### EXCERPT TO READ

Climate Activism No Pretext for Assault on Capitalism: UK’s Johnson

Climate Activism No Pretext for Assault on Capitalism: UK’s Johnson
British Prime Minister Boris Johnson addresses the 76th Session of the U.N. General Assembly in New York City on Sept. 22, 2021. Eduardo Munoz - Pool/Getty Images
Alexander Zhang
Updated:

British Prime Minister Boris Johnson told the United Nations on Wednesday that he did not agree with environmental activists who use climate change as a pretext to attack capitalism.

Addressing the U.N. General Assembly, Johnson said: “I don’t see the green movement as a pretext for a wholesale assault on capitalism. Far from it.”

Extinction Rebellion, a climate activist group driven by an extreme anti-capitalist ideology, has in recent years been trying to rally people to its cause by deliberately causing disruption.

The group staged prolonged demonstrations in April and October 2019 and September 2020, when protesters blocked entrances, halted traffic, glued themselves to buildings and roads, defaced a statue of Britain’s wartime Prime Minister Winston Churchill, and disrupted newspaper printing.

UK Home Secretary Priti Patel described the group as “so-called eco-crusaders turned criminals,” and the London Metropolitan Police said last month more than £50 million ($68 million) had been spent on policing Extinction Rebellion protests since 2019.
Earlier this month, activists from Insulate Britain, another campaign group, shut down parts of the M25—the UK’s busiest motorway—five times in just over a week.

But Johnson suggested that the activists’ anti-capitalist message is misguided, arguing that capitalism and free markets can actually help cut emissions.

“The whole experience of the COVID pandemic is that the way to fix the problem is through science and innovation, the breakthroughs and the investment that are made possible by capitalism and by free markets, and it is through our Promethean faith in new green technology that we are cutting emissions in the UK,” he said.

### WHAT TO DO
[1] In the article on Johnson's U.N. speech, how much had been spent on policing Extinction Rebellion protests since 2019, according to the London Metropolitan Police?
[2] Please summarize the article on Johnson's U.N. speech in two sentences.
[3] Reproduce a passage from the article on Johnson's U.N. speech word for word: begin at the words "Extinction Rebellion, a" and stop after "disrupted newspaper printing.".

### DATA EXTRACTS
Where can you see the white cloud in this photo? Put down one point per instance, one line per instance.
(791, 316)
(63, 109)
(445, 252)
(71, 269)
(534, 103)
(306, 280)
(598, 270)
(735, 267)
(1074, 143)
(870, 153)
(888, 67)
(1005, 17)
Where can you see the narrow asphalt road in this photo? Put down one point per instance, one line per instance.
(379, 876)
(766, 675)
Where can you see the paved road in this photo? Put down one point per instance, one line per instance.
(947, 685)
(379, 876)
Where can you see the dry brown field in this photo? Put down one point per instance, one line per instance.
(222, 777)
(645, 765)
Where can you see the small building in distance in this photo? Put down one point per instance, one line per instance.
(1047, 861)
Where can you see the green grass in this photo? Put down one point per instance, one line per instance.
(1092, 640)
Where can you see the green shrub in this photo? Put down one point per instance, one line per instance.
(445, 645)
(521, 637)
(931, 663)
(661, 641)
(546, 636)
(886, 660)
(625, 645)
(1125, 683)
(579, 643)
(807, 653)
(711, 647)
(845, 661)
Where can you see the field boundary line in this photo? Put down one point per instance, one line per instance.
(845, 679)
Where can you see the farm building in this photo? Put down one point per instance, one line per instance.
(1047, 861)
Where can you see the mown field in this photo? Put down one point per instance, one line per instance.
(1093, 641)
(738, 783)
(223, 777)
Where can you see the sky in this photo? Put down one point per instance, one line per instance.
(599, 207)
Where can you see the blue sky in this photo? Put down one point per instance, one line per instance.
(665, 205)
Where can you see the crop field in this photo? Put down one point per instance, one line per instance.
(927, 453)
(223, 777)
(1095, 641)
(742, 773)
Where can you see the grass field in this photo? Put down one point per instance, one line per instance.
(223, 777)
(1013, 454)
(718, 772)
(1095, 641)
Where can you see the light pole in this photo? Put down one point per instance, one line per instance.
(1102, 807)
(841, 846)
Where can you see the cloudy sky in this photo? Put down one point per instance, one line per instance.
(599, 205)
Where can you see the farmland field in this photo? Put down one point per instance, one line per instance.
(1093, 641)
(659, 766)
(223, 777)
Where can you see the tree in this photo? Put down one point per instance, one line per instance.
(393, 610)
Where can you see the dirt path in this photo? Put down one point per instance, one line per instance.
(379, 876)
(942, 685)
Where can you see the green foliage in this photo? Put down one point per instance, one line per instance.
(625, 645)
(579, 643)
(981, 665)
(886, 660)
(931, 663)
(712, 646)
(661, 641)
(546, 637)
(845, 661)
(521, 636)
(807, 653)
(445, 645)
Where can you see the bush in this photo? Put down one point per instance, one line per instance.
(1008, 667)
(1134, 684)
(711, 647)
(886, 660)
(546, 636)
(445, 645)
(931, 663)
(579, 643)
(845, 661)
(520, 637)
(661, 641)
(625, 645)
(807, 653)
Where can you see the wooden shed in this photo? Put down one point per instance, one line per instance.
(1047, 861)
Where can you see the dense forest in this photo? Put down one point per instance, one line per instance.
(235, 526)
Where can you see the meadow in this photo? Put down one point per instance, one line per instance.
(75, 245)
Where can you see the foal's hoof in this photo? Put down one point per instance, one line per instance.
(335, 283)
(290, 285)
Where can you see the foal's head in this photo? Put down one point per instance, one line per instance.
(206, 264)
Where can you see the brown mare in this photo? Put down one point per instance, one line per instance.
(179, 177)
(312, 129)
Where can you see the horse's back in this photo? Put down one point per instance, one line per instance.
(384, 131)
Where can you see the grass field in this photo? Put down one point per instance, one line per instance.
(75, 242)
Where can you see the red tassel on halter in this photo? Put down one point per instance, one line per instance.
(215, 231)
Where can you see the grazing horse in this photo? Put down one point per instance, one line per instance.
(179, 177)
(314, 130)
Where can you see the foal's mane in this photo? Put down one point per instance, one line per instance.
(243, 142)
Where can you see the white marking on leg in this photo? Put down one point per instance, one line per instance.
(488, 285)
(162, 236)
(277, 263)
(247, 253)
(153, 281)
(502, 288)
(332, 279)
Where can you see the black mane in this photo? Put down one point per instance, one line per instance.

### ANSWERS
[1] More than £50 million ($68 million).

[2] At the U.N. General Assembly, Boris Johnson said he did not agree with environmental activists who use climate change as a pretext to attack capitalism. He argued that capitalism and free markets can actually help cut emissions through science, innovation and new green technology.

[3]
Extinction Rebellion, a climate activist group driven by an extreme anti-capitalist ideology, has in recent years been trying to rally people to its cause by deliberately causing disruption.

The group staged prolonged demonstrations in April and October 2019 and September 2020, when protesters blocked entrances, halted traffic, glued themselves to buildings and roads, defaced a statue of Britain’s wartime Prime Minister Winston Churchill, and disrupted newspaper printing.